### SET OF TASKS
1. In the post on fandom purity politics, list the things young people are said not to have developed enough emotionally to understand.
2. Quote the post on fandom purity politics word for word, starting with "Y’know like. Something" and going on through "it irl yet?".
3. Continue the post on fandom purity politics from where it stops.

### EXTRACT PROVIDED
------------------------------------
Y’know like. Something I think about a lot re: the purity politics in fandom spaces is how a main rationalization people have for them behaving the way they do is that it’s just an age thing; they’re young and they haven’t developed enough emotionally to really understand empathy or perspective or morals beyond black and white. But honestly? I really don’t think age is an appropriate excuse because I just think back to 15 year old me, who had been reading the Vampire Chronicles for a couple years and was super drawn to the racy elements of the material so I wanted to explore more pornographic content in a literary environment, because it was the only way I felt comfortable exploring sex because I wasn’t ready to actually do it irl yet?

So I figured I’d read the Sleeping Beauty trilogy because it was already a familiar author and everyone was talking about how erotic the content was and how it was revolutionary in terms of literature because there wasn’t a whole lot of stuff like it on the market, all there really was at the time was just your garden variety shopping cart romances and those didn’t interest me in the least because they were all really derivative and less about kink and more about emotionally codependent swooning damsels. And that was not at all what I was in the market for.

So I got the entire trilogy with my birthday money and read them. Actual paper books from a bookstore. No tag warnings, no “I’m an adult and consent to proceeding” button. I was curious and wanted to know what all the fuss was. And yes, there was a bit of an actual plot in those books outside of just kink, and the story hooked me. And yeah, admittedly, it was a bit of a mistake for me to read those books at that age. I was not prepared. I was still a virgin then, I hadn’t experienced attraction to any real life person, and while I was interested in sexual pleasure, I wasn’t particularly interested in actual sex with actual people (which is honestly still the case as an adult, but I digress). Anyway. The point is, I hadn’t had any exposure whatsoever to BDSM and probably should have eased myself into it more gradually instead of just diving right into it. Consequently, it kind of messed with me a little, emotionally. I felt a little disturbed reading them, but I kept reading them anyway, until I finished the entire trilogy. Then I didn’t touch them again for a few years, because I wasn’t really fond of the emotions I felt tied to those books.
------------------------------------
(Entries for bounding box labeling)
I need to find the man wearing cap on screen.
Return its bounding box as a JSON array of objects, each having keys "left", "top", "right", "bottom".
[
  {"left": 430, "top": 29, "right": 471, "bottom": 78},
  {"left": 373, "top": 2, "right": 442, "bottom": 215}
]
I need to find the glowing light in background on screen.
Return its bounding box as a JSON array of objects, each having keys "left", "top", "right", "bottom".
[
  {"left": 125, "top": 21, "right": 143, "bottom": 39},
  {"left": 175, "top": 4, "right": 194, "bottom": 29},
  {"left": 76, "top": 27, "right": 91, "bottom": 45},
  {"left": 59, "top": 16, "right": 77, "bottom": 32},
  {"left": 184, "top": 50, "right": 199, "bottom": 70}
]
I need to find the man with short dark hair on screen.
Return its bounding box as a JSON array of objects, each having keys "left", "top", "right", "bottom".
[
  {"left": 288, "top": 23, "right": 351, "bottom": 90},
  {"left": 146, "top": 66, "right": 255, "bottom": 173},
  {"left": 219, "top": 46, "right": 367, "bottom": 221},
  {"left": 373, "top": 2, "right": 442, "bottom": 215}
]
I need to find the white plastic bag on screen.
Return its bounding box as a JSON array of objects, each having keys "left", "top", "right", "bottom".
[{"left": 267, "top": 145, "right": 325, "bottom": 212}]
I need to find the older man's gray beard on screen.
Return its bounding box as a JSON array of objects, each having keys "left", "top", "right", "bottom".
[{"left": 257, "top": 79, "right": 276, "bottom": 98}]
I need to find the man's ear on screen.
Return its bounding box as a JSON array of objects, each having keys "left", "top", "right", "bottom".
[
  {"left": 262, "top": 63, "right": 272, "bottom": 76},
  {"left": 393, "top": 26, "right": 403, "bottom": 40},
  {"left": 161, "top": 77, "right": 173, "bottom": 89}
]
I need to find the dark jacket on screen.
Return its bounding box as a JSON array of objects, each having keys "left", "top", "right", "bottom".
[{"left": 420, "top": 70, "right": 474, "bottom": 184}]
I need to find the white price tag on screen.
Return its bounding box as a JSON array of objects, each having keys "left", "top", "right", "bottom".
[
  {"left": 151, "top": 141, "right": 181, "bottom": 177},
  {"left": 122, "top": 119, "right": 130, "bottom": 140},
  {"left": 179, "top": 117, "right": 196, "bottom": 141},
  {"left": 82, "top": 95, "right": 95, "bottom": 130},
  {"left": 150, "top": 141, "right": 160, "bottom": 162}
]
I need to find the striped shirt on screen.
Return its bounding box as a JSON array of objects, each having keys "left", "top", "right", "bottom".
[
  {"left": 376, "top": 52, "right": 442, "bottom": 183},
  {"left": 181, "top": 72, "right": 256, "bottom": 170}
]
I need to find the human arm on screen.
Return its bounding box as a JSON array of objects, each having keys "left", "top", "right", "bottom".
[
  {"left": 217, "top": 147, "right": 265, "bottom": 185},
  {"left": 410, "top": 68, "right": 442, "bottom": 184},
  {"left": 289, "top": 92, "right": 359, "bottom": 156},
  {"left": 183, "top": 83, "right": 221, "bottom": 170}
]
------------------------------------
### ANSWERS FOR THE TASKS
1.
- Empathy
- Perspective
- Morals beyond black and white

2.
Y’know like. Something I think about a lot re: the purity politics in fandom spaces is how a main rationalization people have for them behaving the way they do is that it’s just an age thing; they’re young and they haven’t developed enough emotionally to really understand empathy or perspective or morals beyond black and white. But honestly? I really don’t think age is an appropriate excuse because I just think back to 15 year old me, who had been reading the Vampire Chronicles for a couple years and was super drawn to the racy elements of the material so I wanted to explore more pornographic content in a literary environment, because it was the only way I felt comfortable exploring sex because I wasn’t ready to actually do it irl yet?

3.
THAT BEING SAID. At no point did I presume to blame Anne Rice for the choice I made to read her books. At no point did I think “this made me a little uncomfortable, therefore this should not exist.” That notion never even occurred to me, not once. What did occur to me? “Damn, why did I do this to myself. I shouldn’t have read these books. Maybe I should have waited until I had some semblance of sexual experience.” I THOUGHT THIS AT FIFTEEN. I didn’t think less of Anne Rice for writing them, I didn’t try to blame someone else for luring me into the content. I took full responsibility for choosing to read them when I knew exactly what kind of content I was getting into based on the initial exposure I had to it within the fandom at that time (or at least the closest approximation to a fandom that existed).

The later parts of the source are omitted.